Data excerpts -
----------

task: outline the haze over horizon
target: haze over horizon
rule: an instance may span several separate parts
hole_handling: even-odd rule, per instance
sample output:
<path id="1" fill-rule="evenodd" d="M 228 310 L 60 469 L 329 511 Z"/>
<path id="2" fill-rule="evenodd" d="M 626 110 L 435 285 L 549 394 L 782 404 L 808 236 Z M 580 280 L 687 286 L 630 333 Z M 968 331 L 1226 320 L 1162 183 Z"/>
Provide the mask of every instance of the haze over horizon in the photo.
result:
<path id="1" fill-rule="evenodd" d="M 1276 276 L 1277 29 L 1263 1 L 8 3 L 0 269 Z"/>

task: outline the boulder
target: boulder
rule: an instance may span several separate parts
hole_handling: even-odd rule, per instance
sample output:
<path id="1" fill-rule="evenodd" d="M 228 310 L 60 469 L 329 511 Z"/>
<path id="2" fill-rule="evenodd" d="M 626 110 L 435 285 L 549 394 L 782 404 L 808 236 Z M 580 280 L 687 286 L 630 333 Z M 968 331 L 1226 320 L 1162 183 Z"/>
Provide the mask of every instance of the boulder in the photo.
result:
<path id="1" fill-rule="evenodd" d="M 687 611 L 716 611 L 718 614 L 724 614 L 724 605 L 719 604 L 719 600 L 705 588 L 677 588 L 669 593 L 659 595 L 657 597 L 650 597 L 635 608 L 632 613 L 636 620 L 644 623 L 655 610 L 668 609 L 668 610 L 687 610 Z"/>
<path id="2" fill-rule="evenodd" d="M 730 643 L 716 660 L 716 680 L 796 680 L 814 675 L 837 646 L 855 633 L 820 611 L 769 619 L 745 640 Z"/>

----------

Given exercise -
Could you put the lines above into a JSON list of strings, one string for each line, leaving out any blank lines?

Task solution -
[
  "task: outline the haze over horizon",
  "target: haze over horizon",
  "rule: an instance may span several separate parts",
  "hole_handling: even-odd rule, per instance",
  "sample output:",
  "<path id=\"1\" fill-rule=\"evenodd\" d=\"M 228 310 L 60 469 L 329 511 Z\"/>",
  "<path id=\"2\" fill-rule=\"evenodd\" d=\"M 626 110 L 435 285 L 549 394 L 782 404 L 808 236 Z M 580 280 L 687 286 L 630 333 Z M 968 331 L 1226 320 L 1162 183 Z\"/>",
  "Provide the mask of every instance of the haze over horizon in the photo.",
  "result:",
  "<path id=\"1\" fill-rule=\"evenodd\" d=\"M 1276 276 L 1277 29 L 1263 1 L 8 3 L 0 269 Z\"/>",
  "task: outline the boulder",
  "target: boulder",
  "rule: an instance may span several separate parts",
  "hole_handling: even-odd rule, per instance",
  "sample output:",
  "<path id=\"1\" fill-rule=\"evenodd\" d=\"M 228 310 L 60 469 L 329 511 Z\"/>",
  "<path id=\"2\" fill-rule=\"evenodd\" d=\"M 626 110 L 435 285 L 549 394 L 782 404 L 808 236 Z M 580 280 L 687 286 L 630 333 Z M 968 331 L 1226 320 L 1162 183 Z\"/>",
  "Provide the mask of every instance of the boulder in the photo.",
  "result:",
  "<path id=\"1\" fill-rule=\"evenodd\" d=\"M 687 611 L 716 611 L 718 614 L 724 614 L 724 605 L 719 604 L 719 600 L 705 588 L 677 588 L 669 593 L 659 595 L 657 597 L 650 597 L 635 608 L 632 613 L 636 620 L 644 623 L 655 610 L 668 609 L 668 610 L 687 610 Z\"/>",
  "<path id=\"2\" fill-rule=\"evenodd\" d=\"M 730 643 L 716 660 L 716 680 L 796 680 L 814 675 L 837 646 L 855 633 L 820 611 L 769 619 L 745 640 Z\"/>"
]